++++ SELECTION ++++
Maritime Activity Reports, Inc.

August 16, 2024

Copyright GT

Copyright GT

A new study examined the climate effect of the mandated reduction of sulfur in ship exhaust emissions globally since 2020, and it suggests that the shipping regulation has reduced how much light is being reflected back into space, which has likely contributed towards the record warming over the last few years.

International shipping, while invisible to most of us, has a large impact on climate and air quality. There are nearly 100,000 large ships within the global commercial fleet, accounting for over 90% of international trade. Traditionally, ships have burned dirty, high sulfur fuel that emitted large quantities of sulfur gas and aerosol.

Ship emissions increase the background sulfur aerosol levels over the ocean. The sulphur-containing aerosol act as cloud ‘seeds’, and condensation of water vapor onto these seeds lead to cloud formation. Not only do sulfur aerosol increase cloudiness but these polluted clouds are also generally brighter, due to the small droplet size of the water vapour, which results in more light being reflected back to space.

Consequentially, ship emissions have likely had an unintended cooling effect on the planet, offsetting some of the warming due to greenhouse gases. However, the magnitude of this cooling effect is poorly known.
++++
▶ EXERCISE REQUIREMENTS
1. Return everything in the passage on ship emissions from "A new study" down to "last few years.".
2. According to the passage on ship emissions, how many large ships make up the global commercial fleet?
3. Extend the passage on ship emissions beyond its final sentence.
The data that follows has no connection to the passage on ship emissions.
++++ ROWS ++++
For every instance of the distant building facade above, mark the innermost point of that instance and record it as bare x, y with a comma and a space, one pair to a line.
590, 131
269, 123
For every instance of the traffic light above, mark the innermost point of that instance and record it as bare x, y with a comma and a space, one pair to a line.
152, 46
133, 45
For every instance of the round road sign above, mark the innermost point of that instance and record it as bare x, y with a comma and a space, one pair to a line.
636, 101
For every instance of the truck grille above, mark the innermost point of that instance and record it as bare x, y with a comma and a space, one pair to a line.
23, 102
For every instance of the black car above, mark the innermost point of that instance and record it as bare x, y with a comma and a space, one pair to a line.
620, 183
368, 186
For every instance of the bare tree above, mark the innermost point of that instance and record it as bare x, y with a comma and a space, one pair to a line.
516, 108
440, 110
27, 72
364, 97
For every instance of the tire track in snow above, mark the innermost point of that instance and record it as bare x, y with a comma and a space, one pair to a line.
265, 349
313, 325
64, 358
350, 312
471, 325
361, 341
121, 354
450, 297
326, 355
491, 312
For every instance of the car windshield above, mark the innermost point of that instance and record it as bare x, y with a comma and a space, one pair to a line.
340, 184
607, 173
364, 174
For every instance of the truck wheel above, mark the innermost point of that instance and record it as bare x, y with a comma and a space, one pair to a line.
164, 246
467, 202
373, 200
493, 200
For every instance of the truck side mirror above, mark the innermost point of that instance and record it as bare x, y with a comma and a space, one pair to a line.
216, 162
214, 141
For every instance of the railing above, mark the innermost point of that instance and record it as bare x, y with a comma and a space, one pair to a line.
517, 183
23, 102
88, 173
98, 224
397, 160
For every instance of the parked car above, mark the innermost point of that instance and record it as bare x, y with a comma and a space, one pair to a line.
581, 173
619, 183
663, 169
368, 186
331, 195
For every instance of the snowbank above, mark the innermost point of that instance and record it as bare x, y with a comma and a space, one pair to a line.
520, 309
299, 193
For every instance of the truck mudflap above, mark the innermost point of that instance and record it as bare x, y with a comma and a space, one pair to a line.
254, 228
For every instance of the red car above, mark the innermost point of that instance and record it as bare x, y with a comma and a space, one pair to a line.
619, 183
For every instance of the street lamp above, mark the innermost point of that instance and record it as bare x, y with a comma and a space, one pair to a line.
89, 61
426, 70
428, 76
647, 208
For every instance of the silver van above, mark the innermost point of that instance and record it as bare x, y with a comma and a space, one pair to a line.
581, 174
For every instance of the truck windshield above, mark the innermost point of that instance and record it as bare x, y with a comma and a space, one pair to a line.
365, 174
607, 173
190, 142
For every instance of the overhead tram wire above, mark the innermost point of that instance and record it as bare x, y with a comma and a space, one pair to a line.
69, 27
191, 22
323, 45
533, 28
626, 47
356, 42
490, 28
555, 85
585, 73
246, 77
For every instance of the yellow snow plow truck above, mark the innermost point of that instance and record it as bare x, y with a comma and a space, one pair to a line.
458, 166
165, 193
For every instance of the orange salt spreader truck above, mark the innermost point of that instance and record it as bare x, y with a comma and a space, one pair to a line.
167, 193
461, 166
++++
++++ ROWS ++++
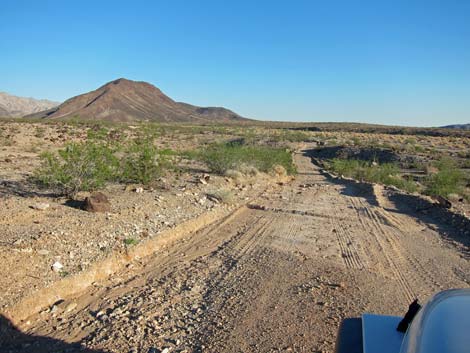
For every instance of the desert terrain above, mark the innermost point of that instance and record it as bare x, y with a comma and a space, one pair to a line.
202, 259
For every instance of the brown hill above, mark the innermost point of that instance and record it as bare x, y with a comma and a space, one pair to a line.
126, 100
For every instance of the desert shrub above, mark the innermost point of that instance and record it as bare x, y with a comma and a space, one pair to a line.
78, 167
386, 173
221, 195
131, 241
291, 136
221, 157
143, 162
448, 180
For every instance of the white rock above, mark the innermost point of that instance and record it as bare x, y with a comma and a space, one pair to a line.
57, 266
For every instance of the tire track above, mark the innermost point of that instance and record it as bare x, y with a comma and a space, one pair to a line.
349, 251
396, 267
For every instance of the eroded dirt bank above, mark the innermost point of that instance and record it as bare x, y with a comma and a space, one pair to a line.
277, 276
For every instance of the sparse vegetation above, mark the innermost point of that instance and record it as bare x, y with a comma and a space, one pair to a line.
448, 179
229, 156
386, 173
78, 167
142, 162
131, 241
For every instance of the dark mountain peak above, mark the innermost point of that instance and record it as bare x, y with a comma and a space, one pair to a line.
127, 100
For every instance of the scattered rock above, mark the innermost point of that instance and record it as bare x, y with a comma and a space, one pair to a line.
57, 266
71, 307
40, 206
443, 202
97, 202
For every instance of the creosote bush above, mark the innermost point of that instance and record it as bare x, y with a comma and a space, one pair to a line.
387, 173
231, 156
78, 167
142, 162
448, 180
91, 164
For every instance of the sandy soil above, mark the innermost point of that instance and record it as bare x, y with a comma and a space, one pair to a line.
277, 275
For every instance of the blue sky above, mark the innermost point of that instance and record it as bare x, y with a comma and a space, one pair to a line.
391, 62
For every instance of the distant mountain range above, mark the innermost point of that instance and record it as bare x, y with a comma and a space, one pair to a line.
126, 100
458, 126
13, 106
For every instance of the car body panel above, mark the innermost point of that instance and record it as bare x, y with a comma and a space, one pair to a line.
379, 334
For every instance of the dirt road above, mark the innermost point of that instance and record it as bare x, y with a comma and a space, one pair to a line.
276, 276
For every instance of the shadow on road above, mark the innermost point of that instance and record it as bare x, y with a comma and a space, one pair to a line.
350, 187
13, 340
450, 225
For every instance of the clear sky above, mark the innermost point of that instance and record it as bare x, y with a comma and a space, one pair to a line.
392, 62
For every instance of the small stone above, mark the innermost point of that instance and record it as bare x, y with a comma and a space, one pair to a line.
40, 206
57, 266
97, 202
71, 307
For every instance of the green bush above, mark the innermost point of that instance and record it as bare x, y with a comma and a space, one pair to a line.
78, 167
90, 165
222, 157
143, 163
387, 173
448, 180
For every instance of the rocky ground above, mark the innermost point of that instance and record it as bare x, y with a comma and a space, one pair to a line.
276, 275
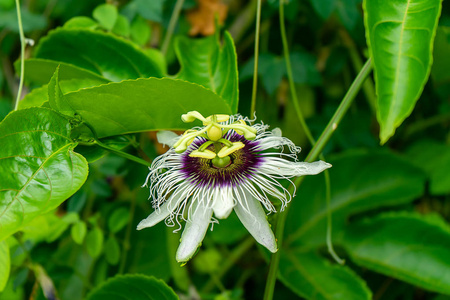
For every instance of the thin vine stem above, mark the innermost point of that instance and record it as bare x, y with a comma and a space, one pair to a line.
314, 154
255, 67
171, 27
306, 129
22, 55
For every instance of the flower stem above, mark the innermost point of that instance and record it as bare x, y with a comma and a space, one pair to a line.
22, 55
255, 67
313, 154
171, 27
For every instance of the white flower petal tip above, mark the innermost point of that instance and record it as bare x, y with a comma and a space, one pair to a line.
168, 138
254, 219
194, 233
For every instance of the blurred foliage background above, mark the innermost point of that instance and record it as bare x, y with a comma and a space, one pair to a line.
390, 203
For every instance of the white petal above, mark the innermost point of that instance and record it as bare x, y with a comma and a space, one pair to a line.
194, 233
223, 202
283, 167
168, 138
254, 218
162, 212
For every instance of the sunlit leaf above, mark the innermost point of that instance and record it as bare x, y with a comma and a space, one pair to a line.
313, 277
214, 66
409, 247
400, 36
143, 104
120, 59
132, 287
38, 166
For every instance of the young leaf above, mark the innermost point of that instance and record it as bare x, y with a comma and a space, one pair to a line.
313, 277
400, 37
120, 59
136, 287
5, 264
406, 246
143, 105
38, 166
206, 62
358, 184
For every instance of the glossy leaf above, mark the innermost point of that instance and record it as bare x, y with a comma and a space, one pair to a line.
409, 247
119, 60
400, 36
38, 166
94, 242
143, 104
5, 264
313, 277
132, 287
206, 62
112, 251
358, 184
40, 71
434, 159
++++
▶ ANSWERS
1.
A new study examined the climate effect of the mandated reduction of sulfur in ship exhaust emissions globally since 2020, and it suggests that the shipping regulation has reduced how much light is being reflected back into space, which has likely contributed towards the record warming over the last few years.

2. Nearly 100,000.

3.
Aerosol, especially those containing sulfur, are a principal component of air pollution and can adversely affect respiratory and cardiovascular health. Due to air quality concerns, the International Maritime Organization mandated a 80% reduction in the maximum allowed sulphur emission from global shipping in 2020 (IMO2020) so what is the climate impact of this drastic, large-scale policy change?

By using several models, this latest study estimates the change in aerosol induced-cooling as a result of the IMO2020 regulation. The study showed that the spatial patterns in the modelled reduction in cooling strongly correlated with the observed changes in clouds from satellite, with less light reflected back to space. This further correlated with the increased Northern Hemisphere surface temperatures during 2022–2023.

These findings suggest that the reduced sulfur emission since IMO2020, while improving coastal air quality, has accelerated global warming. However, the modeled reduction in cooling due to the regulation can only account for a fraction of the observed cloud changes in recent years, implying that although the shipping regulation contributed, it does not completely explain the record breaking temperatures over the last few years.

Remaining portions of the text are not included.